— Given information —
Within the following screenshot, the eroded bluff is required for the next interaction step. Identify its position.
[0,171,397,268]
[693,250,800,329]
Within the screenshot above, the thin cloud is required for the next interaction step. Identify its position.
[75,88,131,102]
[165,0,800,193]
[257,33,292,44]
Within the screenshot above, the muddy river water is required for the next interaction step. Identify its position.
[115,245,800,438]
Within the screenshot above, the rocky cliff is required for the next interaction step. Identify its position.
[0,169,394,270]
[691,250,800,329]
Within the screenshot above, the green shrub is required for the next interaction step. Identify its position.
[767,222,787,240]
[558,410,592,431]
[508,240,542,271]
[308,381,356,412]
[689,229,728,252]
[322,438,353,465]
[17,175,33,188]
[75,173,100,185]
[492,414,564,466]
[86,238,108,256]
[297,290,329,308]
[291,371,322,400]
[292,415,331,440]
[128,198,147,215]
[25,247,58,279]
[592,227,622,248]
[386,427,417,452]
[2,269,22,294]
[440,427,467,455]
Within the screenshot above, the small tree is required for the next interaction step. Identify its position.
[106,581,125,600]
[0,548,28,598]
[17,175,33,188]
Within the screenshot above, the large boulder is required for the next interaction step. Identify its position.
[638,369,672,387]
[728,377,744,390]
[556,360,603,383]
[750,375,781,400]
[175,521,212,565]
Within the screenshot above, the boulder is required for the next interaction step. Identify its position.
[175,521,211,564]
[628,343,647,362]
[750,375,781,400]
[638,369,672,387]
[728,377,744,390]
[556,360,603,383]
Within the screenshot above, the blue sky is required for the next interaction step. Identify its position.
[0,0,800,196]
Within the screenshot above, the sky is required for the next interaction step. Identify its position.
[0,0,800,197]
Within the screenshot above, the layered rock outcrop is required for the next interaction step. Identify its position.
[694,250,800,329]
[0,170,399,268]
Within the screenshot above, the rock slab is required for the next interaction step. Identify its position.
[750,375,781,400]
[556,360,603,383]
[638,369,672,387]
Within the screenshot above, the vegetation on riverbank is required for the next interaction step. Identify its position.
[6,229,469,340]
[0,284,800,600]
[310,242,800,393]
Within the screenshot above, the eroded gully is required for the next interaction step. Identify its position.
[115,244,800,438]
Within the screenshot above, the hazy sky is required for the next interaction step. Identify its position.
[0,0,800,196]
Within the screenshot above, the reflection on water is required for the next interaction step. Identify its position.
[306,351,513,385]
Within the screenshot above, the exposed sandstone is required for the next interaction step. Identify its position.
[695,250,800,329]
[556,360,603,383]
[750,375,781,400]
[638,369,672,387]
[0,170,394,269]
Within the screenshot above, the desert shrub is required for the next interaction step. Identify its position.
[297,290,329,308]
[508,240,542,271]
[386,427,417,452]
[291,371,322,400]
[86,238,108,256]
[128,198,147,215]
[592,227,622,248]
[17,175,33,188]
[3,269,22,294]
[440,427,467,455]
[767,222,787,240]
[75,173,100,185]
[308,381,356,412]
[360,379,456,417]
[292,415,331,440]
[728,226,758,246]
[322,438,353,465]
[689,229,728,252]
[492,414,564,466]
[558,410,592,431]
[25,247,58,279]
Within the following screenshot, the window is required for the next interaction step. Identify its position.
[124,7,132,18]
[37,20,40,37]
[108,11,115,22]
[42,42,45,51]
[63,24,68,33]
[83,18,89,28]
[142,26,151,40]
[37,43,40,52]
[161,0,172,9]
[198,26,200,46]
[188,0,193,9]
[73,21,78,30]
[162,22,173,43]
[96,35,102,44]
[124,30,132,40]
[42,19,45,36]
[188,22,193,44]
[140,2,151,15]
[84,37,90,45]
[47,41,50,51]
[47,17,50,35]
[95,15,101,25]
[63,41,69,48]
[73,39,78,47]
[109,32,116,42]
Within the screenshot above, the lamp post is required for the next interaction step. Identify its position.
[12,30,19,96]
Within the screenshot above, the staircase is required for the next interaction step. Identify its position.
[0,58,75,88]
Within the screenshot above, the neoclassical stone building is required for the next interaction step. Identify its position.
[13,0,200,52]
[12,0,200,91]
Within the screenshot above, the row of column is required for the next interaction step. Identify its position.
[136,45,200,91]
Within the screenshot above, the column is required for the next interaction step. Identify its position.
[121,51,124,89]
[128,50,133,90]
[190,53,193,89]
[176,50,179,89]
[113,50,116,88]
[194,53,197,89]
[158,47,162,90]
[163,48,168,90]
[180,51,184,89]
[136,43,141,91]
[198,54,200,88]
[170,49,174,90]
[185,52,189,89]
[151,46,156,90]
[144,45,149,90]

— Objective —
Render the listing above as a JSON array of strings, with one string for each line and any blank lines omitted.

— Output for this exercise —
[
  "Within the following screenshot, the eroded bluff is required for the next interaction step. Identify its position.",
  "[0,171,397,268]",
  "[693,250,800,329]",
  "Within the screenshot above, the thin cloud is required for the next interaction step. Identify its position.",
  "[75,88,131,102]",
  "[165,0,800,193]",
  "[257,33,292,44]",
  "Within the screenshot above, the muddy river water is required for the next interaction step. Identify its position.",
  "[115,245,800,438]",
  "Within the screenshot above, the rocky cliff is required for the next interaction step. Identify its position.",
  "[0,169,394,270]",
  "[691,250,800,329]",
  "Within the screenshot above, the green shrub is required for the next interaction step. Identify its position.",
  "[767,222,787,240]",
  "[558,410,592,431]",
  "[508,240,542,271]",
  "[308,381,356,412]",
  "[689,229,728,252]",
  "[322,438,353,465]",
  "[17,175,33,188]",
  "[75,173,100,185]",
  "[492,414,564,466]",
  "[86,238,108,256]",
  "[297,290,329,308]",
  "[291,371,322,400]",
  "[292,415,331,440]",
  "[128,198,147,215]",
  "[25,247,58,279]",
  "[592,227,622,248]",
  "[386,427,417,452]",
  "[2,269,22,294]",
  "[440,427,467,455]",
  "Within the screenshot above, the small tree is required for the next interaction step. Identify its position.",
  "[106,581,125,600]",
  "[0,548,28,598]",
  "[17,175,33,188]",
  "Within the screenshot above, the large boulder is required for the next interaction step. Identify its position.",
  "[638,369,672,387]",
  "[728,377,744,390]",
  "[556,360,603,383]",
  "[750,375,781,400]",
  "[175,521,212,565]",
  "Within the screenshot above, the boulder is required for the next interaction step. Identify its position.",
  "[175,521,211,564]",
  "[628,343,647,362]",
  "[750,375,781,400]",
  "[638,369,672,387]",
  "[728,377,744,390]",
  "[556,360,603,383]",
  "Within the screenshot above, the blue sky is required for the next interaction step. Identify its position.",
  "[0,0,800,196]",
  "Within the screenshot above, the sky is required for the next interaction step. Identify its position.",
  "[0,0,800,197]",
  "Within the screenshot above, the layered rock outcrop is required for the next interaction step. Identify its position.",
  "[694,250,800,329]",
  "[0,170,399,268]",
  "Within the screenshot above, the rock slab is required for the next interaction step. Identify its position.",
  "[750,375,781,400]",
  "[556,360,603,383]",
  "[638,369,672,387]",
  "Within the screenshot above, the vegetation on riverbank is required for the next interaction step. Identify its position.",
  "[6,229,469,340]",
  "[0,284,800,600]",
  "[310,242,800,393]",
  "Within the screenshot above, the eroded gully is required for the next interaction step. Identify its position.",
  "[115,244,800,438]",
  "Within the screenshot above, the hazy sky is required for the next interaction step. Identify its position.",
  "[0,0,800,196]",
  "Within the screenshot above, the reflection on water is required for the next interaction step. Identify its position.",
  "[306,351,513,385]",
  "Within the screenshot above, the exposed sandstone is required for the next interaction step. Identify its position.",
  "[695,250,800,329]",
  "[556,360,603,383]",
  "[750,375,781,400]",
  "[638,369,672,387]",
  "[0,170,394,269]",
  "Within the screenshot above, the desert shrub is required for the next interaction step. Identify its position.",
  "[297,290,329,308]",
  "[508,240,542,271]",
  "[386,427,417,452]",
  "[291,371,322,400]",
  "[86,238,108,256]",
  "[128,198,147,215]",
  "[592,227,622,248]",
  "[17,175,33,188]",
  "[3,269,22,294]",
  "[440,427,467,455]",
  "[767,222,787,240]",
  "[75,173,100,185]",
  "[308,381,356,412]",
  "[360,379,456,417]",
  "[292,415,331,440]",
  "[728,226,758,246]",
  "[322,438,353,465]",
  "[689,229,728,252]",
  "[492,414,564,466]",
  "[558,410,592,431]",
  "[25,247,58,279]",
  "Within the following screenshot, the window is required for the next interaction step. Identify its position.",
  "[124,7,132,18]",
  "[37,20,40,37]",
  "[108,11,115,22]",
  "[42,42,45,51]",
  "[63,24,68,33]",
  "[83,18,89,28]",
  "[142,26,151,40]",
  "[37,43,40,52]",
  "[161,0,172,9]",
  "[198,26,200,46]",
  "[188,0,193,9]",
  "[73,21,78,30]",
  "[162,22,173,43]",
  "[96,35,102,44]",
  "[124,30,132,40]",
  "[42,19,45,36]",
  "[188,22,193,44]",
  "[140,2,151,15]",
  "[84,37,90,45]",
  "[47,41,50,51]",
  "[47,17,50,35]",
  "[95,15,101,25]",
  "[63,41,69,48]",
  "[73,39,78,47]",
  "[109,32,116,42]",
  "Within the screenshot above, the lamp post is required for the next interaction step. Identify its position.",
  "[12,30,19,96]",
  "Within the screenshot above, the staircase is required for the next interaction step. Identify its position.",
  "[0,58,75,88]",
  "Within the screenshot above, the neoclassical stone building is required for the next interaction step. Identify its position.",
  "[13,0,200,52]",
  "[12,0,200,91]",
  "Within the screenshot above, the row of column is required for the next interaction step. Identify its position.",
  "[136,45,200,91]",
  "Within the screenshot above, the column is required for the next interaction step. Identify its position.",
  "[121,51,124,89]",
  "[128,50,133,90]",
  "[190,53,193,89]",
  "[176,50,179,89]",
  "[113,50,116,88]",
  "[194,53,197,89]",
  "[158,47,162,90]",
  "[163,48,168,90]",
  "[180,51,184,89]",
  "[136,43,141,91]",
  "[198,54,200,88]",
  "[170,49,174,90]",
  "[185,52,189,89]",
  "[151,46,156,90]",
  "[144,45,149,90]"
]